WHAT YOU NEED TO DO> All of the listing should be returned as written, apart from any picture in it.

┌────────

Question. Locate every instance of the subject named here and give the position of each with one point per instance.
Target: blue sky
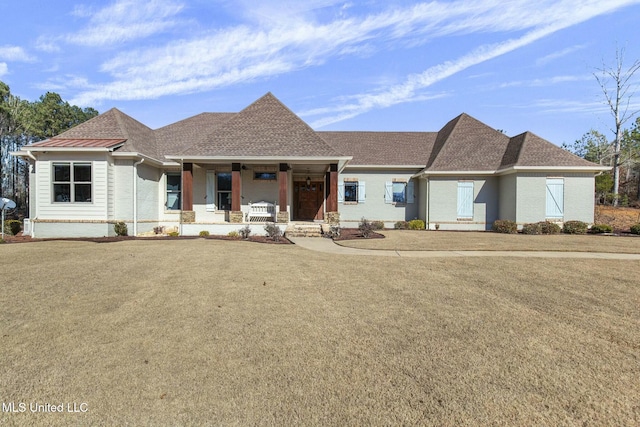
(340, 65)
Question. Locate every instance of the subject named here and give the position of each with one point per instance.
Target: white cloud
(14, 53)
(123, 21)
(407, 91)
(244, 53)
(559, 54)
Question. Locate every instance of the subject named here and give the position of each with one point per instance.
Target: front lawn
(208, 332)
(413, 240)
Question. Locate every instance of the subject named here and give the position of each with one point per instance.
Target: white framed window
(173, 190)
(465, 199)
(555, 198)
(351, 191)
(223, 190)
(399, 192)
(72, 182)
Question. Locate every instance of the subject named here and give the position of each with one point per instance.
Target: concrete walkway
(319, 244)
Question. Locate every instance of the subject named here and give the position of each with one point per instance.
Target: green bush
(548, 227)
(532, 228)
(416, 224)
(601, 228)
(365, 227)
(273, 231)
(121, 229)
(378, 225)
(12, 226)
(401, 225)
(504, 226)
(245, 231)
(334, 232)
(575, 227)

└────────

EXPECTED OUTPUT>
Question. Locate every instance of the subject named here and give the position of each with one point per instance.
Target: blue sky
(340, 65)
Question. Locate every instance of the subject named here and give the position of each with one point per instance.
Target: white cloud
(14, 53)
(123, 21)
(407, 91)
(244, 53)
(559, 54)
Question. Locate every instance of the subject named here and give the position of each with one point per instance.
Target: front lawn
(208, 332)
(413, 240)
Question. Locate every instance of the subject named here and give the position of each with one point per instance.
Target: white framed window
(173, 190)
(465, 199)
(555, 198)
(351, 191)
(223, 190)
(399, 192)
(72, 182)
Question. Locate every instance of the subject named here and give the position of each with one point per instance.
Target: concrete walkway
(319, 244)
Question. Locate every instance of the subject named here and give the position of each with one point per instance.
Target: green bush
(548, 227)
(532, 228)
(416, 224)
(601, 228)
(365, 227)
(273, 231)
(121, 229)
(378, 225)
(12, 226)
(401, 225)
(504, 226)
(245, 231)
(334, 232)
(575, 227)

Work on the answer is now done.